What is expected:
Find the line containing "target | electrical cable". Reproduce it and every line after it up to the end of the records, exactly as written.

Photo object pointing records
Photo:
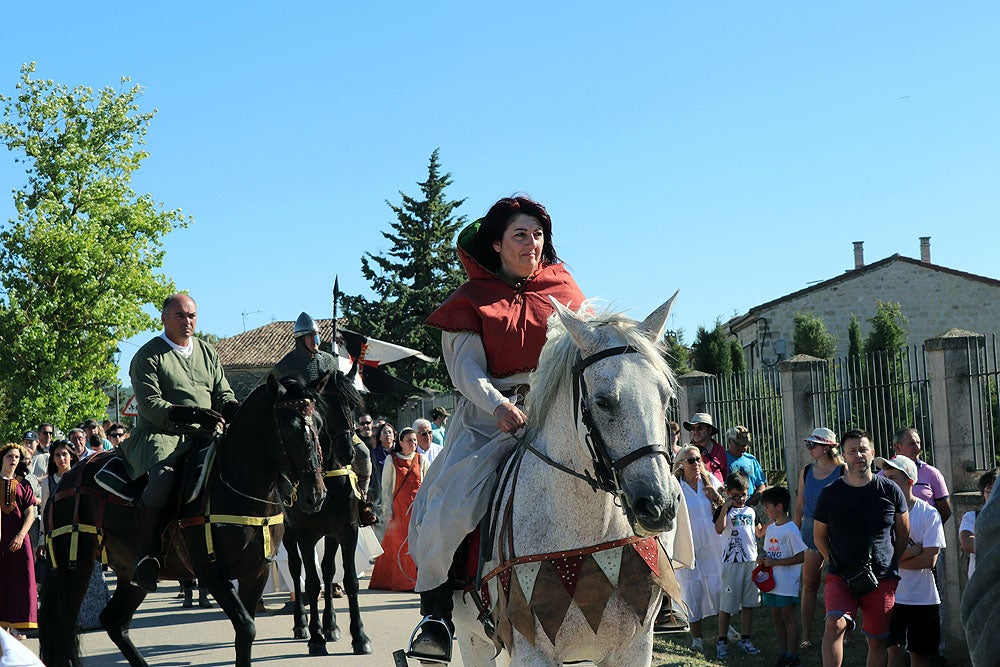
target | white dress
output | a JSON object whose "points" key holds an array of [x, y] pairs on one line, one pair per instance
{"points": [[456, 492], [702, 584]]}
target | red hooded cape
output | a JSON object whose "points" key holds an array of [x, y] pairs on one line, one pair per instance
{"points": [[510, 319]]}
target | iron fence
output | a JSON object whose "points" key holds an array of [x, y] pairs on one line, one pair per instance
{"points": [[880, 392], [751, 399], [984, 410]]}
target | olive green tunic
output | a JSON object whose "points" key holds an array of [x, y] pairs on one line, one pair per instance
{"points": [[162, 378]]}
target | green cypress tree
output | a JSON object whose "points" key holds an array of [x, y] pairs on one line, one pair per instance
{"points": [[812, 338], [412, 278]]}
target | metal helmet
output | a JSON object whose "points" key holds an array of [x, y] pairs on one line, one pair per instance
{"points": [[305, 325]]}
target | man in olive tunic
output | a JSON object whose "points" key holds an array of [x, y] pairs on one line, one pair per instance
{"points": [[310, 362], [181, 395]]}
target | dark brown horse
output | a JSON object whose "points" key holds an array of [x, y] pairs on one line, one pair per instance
{"points": [[336, 523], [268, 456]]}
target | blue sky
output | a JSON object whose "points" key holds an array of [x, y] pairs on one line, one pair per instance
{"points": [[731, 150]]}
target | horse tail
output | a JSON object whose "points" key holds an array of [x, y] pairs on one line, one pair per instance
{"points": [[58, 640]]}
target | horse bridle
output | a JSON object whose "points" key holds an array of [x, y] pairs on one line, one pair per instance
{"points": [[606, 469]]}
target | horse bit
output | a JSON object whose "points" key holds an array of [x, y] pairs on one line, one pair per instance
{"points": [[606, 470]]}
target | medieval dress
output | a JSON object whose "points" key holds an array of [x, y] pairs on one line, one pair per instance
{"points": [[18, 597], [493, 333], [395, 570]]}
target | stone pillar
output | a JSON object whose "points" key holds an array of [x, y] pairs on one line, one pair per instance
{"points": [[952, 397], [797, 411], [691, 397]]}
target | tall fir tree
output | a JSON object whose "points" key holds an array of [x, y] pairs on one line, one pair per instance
{"points": [[712, 352], [855, 342], [410, 279]]}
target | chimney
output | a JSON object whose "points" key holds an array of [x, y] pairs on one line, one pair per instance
{"points": [[925, 249]]}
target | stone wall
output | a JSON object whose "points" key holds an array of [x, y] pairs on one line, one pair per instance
{"points": [[932, 299]]}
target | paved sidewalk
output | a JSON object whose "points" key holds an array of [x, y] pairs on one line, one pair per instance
{"points": [[167, 634]]}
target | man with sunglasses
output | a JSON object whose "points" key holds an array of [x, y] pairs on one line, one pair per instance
{"points": [[425, 441]]}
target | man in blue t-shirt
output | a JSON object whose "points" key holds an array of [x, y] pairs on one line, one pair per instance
{"points": [[860, 519], [737, 444]]}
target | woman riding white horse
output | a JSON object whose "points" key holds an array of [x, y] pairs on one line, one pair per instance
{"points": [[493, 331]]}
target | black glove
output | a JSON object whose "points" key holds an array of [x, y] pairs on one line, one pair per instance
{"points": [[229, 410], [189, 414]]}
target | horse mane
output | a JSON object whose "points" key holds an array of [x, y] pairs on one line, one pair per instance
{"points": [[344, 386], [555, 364]]}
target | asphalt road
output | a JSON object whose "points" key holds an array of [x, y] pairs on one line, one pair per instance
{"points": [[168, 634]]}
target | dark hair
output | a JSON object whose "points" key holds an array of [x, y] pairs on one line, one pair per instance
{"points": [[68, 446], [777, 495], [399, 438], [493, 225], [855, 434], [737, 481], [988, 478]]}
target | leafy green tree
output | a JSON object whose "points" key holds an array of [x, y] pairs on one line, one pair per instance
{"points": [[856, 343], [79, 261], [889, 328], [677, 353], [711, 352], [812, 338], [412, 278]]}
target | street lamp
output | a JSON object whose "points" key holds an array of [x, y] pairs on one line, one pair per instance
{"points": [[118, 357]]}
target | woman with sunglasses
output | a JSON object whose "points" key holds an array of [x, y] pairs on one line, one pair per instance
{"points": [[701, 585], [825, 468]]}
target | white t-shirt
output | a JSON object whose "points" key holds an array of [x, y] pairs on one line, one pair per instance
{"points": [[740, 543], [784, 541], [917, 586], [969, 524]]}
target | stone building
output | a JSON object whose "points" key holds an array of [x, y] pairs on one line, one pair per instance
{"points": [[934, 298]]}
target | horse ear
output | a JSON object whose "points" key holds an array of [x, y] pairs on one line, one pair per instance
{"points": [[320, 384], [582, 333], [657, 320], [275, 387]]}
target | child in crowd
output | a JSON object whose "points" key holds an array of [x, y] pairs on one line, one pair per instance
{"points": [[967, 531], [784, 553], [739, 556], [915, 624]]}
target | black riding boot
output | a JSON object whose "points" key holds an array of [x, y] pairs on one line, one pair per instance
{"points": [[432, 638], [670, 620], [147, 565], [366, 510]]}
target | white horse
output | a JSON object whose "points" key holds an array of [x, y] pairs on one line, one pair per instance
{"points": [[592, 470]]}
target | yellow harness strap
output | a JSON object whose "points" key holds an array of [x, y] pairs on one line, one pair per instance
{"points": [[346, 470], [74, 541]]}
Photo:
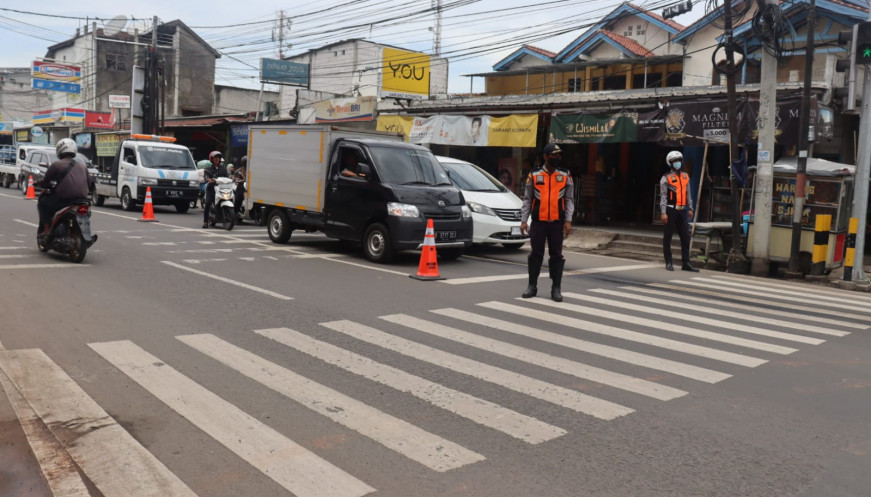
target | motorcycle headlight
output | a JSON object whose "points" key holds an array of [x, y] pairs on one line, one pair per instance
{"points": [[481, 209], [402, 210]]}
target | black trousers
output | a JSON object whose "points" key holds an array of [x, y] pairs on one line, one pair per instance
{"points": [[552, 231], [677, 219]]}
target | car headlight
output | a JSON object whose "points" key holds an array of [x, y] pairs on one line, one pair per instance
{"points": [[402, 210], [481, 209]]}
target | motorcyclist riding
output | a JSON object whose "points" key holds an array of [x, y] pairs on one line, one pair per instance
{"points": [[70, 179], [217, 170]]}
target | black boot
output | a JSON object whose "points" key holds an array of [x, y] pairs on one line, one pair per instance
{"points": [[556, 275], [534, 264]]}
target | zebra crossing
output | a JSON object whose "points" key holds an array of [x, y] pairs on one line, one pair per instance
{"points": [[608, 337]]}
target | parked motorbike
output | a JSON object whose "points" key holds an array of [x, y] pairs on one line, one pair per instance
{"points": [[70, 232], [223, 210]]}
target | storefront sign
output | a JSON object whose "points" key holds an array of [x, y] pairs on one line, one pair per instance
{"points": [[404, 74], [345, 109]]}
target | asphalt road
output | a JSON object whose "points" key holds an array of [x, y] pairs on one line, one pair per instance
{"points": [[182, 361]]}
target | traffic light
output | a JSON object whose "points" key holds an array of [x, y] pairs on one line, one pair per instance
{"points": [[682, 8], [862, 48]]}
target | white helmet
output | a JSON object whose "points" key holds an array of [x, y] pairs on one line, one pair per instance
{"points": [[673, 156], [66, 146]]}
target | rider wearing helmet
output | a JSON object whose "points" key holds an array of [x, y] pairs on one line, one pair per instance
{"points": [[216, 170], [676, 208], [65, 181]]}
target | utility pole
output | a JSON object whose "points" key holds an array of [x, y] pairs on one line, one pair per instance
{"points": [[764, 178], [803, 139], [735, 260]]}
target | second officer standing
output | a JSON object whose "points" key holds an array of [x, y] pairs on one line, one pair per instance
{"points": [[549, 197]]}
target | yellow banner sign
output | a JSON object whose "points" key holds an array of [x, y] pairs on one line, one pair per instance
{"points": [[404, 74]]}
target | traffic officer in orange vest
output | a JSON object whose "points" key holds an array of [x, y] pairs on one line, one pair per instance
{"points": [[676, 207], [549, 197]]}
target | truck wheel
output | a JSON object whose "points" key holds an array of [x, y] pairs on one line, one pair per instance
{"points": [[450, 254], [377, 244], [127, 203], [278, 226]]}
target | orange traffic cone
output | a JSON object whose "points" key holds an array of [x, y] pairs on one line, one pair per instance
{"points": [[429, 267], [148, 209], [31, 193]]}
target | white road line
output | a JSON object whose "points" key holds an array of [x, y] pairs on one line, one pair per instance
{"points": [[555, 394], [655, 341], [228, 280], [790, 293], [481, 411], [58, 467], [739, 315], [111, 458], [668, 312], [718, 285], [287, 463], [667, 327], [576, 369], [796, 286], [676, 291], [507, 277], [430, 450], [623, 355]]}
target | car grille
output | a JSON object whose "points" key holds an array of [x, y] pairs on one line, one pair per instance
{"points": [[508, 214]]}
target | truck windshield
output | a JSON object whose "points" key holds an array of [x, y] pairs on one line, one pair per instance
{"points": [[408, 166], [157, 157]]}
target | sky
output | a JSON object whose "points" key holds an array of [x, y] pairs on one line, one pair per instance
{"points": [[475, 34]]}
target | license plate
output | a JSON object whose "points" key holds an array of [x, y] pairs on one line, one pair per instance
{"points": [[444, 236]]}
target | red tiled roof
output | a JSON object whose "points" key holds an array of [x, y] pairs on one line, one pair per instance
{"points": [[539, 50], [676, 25], [627, 43]]}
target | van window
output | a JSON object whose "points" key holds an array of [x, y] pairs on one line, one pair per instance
{"points": [[158, 157], [408, 166]]}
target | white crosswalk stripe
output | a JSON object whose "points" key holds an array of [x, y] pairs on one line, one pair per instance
{"points": [[571, 399], [290, 465], [433, 452]]}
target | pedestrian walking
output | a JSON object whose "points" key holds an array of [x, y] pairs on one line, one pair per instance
{"points": [[549, 197], [676, 210]]}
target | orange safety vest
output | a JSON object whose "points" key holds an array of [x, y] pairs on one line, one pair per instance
{"points": [[549, 203], [677, 188]]}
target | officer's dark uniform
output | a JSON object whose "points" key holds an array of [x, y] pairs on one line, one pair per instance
{"points": [[676, 202], [549, 198]]}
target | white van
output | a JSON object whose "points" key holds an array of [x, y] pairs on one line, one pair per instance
{"points": [[495, 209]]}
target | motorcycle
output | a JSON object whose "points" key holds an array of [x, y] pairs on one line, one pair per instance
{"points": [[70, 232], [223, 210]]}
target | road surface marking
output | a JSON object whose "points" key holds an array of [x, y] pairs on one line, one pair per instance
{"points": [[228, 280], [738, 315], [666, 327], [565, 397], [616, 353], [675, 292], [481, 411], [717, 285], [507, 277], [562, 365], [432, 451], [668, 312], [655, 341], [113, 460], [287, 463]]}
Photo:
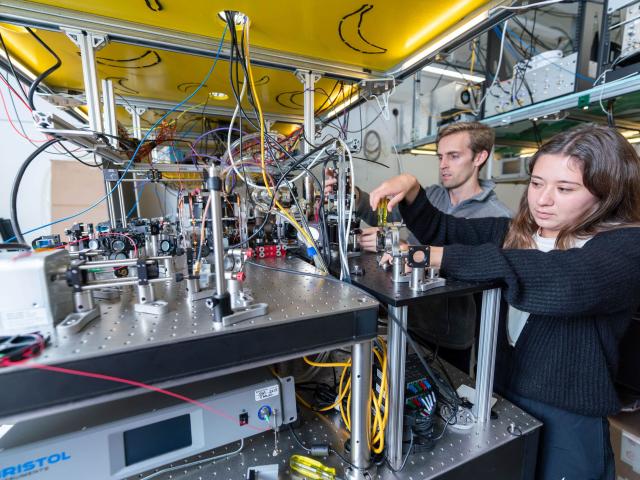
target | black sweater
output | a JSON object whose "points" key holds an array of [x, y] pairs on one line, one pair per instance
{"points": [[581, 301]]}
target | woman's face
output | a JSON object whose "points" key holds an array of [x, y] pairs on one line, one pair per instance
{"points": [[557, 197]]}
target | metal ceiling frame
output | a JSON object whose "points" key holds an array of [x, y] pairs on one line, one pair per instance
{"points": [[208, 110], [550, 107], [26, 13]]}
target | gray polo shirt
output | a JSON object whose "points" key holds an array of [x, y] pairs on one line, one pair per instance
{"points": [[449, 323], [484, 204]]}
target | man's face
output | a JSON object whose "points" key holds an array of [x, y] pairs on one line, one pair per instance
{"points": [[457, 162]]}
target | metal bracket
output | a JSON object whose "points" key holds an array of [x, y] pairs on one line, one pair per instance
{"points": [[133, 110], [157, 307], [302, 75], [74, 322], [97, 40], [246, 313]]}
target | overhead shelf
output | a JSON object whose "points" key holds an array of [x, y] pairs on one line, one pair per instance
{"points": [[372, 35]]}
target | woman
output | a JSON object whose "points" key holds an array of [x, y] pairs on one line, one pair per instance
{"points": [[570, 266]]}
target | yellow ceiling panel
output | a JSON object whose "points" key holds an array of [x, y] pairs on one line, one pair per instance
{"points": [[375, 35], [164, 75]]}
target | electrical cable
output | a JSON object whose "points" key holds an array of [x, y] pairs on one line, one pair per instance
{"points": [[130, 163], [46, 73], [16, 186], [531, 5], [194, 463]]}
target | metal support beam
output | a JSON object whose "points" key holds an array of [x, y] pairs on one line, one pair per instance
{"points": [[360, 408], [397, 352], [308, 79], [207, 110], [111, 129], [22, 12], [88, 43], [135, 113], [487, 354]]}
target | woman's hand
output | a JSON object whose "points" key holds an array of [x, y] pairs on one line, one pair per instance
{"points": [[435, 256], [403, 187]]}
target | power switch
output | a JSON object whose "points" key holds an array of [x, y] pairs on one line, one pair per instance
{"points": [[244, 418]]}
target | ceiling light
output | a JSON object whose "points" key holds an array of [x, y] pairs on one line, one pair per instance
{"points": [[239, 18], [219, 96], [438, 44], [19, 66], [4, 429], [630, 133], [527, 152], [343, 105], [453, 74], [420, 151]]}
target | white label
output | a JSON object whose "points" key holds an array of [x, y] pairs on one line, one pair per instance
{"points": [[23, 321], [630, 450], [267, 392]]}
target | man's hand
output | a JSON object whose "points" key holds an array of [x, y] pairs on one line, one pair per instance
{"points": [[403, 187], [329, 181], [368, 239]]}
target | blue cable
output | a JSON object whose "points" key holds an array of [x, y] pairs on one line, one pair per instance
{"points": [[535, 50], [139, 145]]}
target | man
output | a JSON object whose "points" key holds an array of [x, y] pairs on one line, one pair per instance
{"points": [[463, 149]]}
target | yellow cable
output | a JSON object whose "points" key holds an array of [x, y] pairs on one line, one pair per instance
{"points": [[303, 401], [186, 111], [262, 156], [328, 365], [473, 57]]}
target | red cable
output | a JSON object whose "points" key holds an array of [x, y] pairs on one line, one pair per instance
{"points": [[134, 383], [4, 104], [17, 94]]}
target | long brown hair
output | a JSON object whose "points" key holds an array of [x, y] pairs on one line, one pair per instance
{"points": [[610, 171]]}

Response:
target | electrical cable
output | a JSON object whose "points" key holds an array of [x, y] pairs on one line, one pair per instance
{"points": [[130, 163], [46, 73], [16, 186], [531, 5], [194, 463]]}
target | metal support beam
output | a JSON object whose "points" key holds an array of [x, y] pairs on one line, one pair per instance
{"points": [[360, 408], [397, 352], [308, 79], [207, 110], [111, 129], [22, 12], [88, 43], [135, 113], [487, 354]]}
target | woman's hand
output | a JSON object whose "points" key holds an array of [x, y] pairs on one line, one pair per instance
{"points": [[435, 256], [403, 187]]}
target | power switch
output | a JSON object whose "points" key holds an array of [x, y] pairs on one line, one pair per instance
{"points": [[244, 418]]}
target | ceiling light
output | a JSON object whose "points" key holds an array of [x, y] pairs on one line, one pair per instance
{"points": [[239, 18], [219, 96], [438, 44], [19, 66], [4, 429], [630, 133], [527, 152], [343, 105], [453, 74], [420, 151]]}
target | white label
output | a JSON object whose "points" key holds an array of [x, y] pairs on one line, one pair per instance
{"points": [[23, 321], [630, 450], [267, 392]]}
target | man's hand
output | a JSON object whose "points" key holds an array of [x, y] pairs on one line, one pair per instance
{"points": [[403, 187], [329, 181], [368, 239]]}
target | blue cable
output | a JSON object whose "points" key holds an array of [x, y] pairs on one line, one pair per instance
{"points": [[535, 50], [139, 145]]}
target | man
output | a JSON object whose "points" key holds an array of [x, y] pairs on one line, one pair per instance
{"points": [[463, 149]]}
target | yellow cable
output | a JSON object whose "points" key holds an array of [x, y] pairs on one line, one pair per instance
{"points": [[303, 401], [186, 111], [262, 156], [328, 365], [473, 57]]}
target | red cable
output | a JSON object whose "points" key holds an array of [x, y] pairs on one line, one pair per instance
{"points": [[134, 383], [4, 104], [17, 94]]}
target | long brown hair
output | a JSON object whose "points" key holds an array of [x, y] pairs on one line, one pair per instance
{"points": [[610, 171]]}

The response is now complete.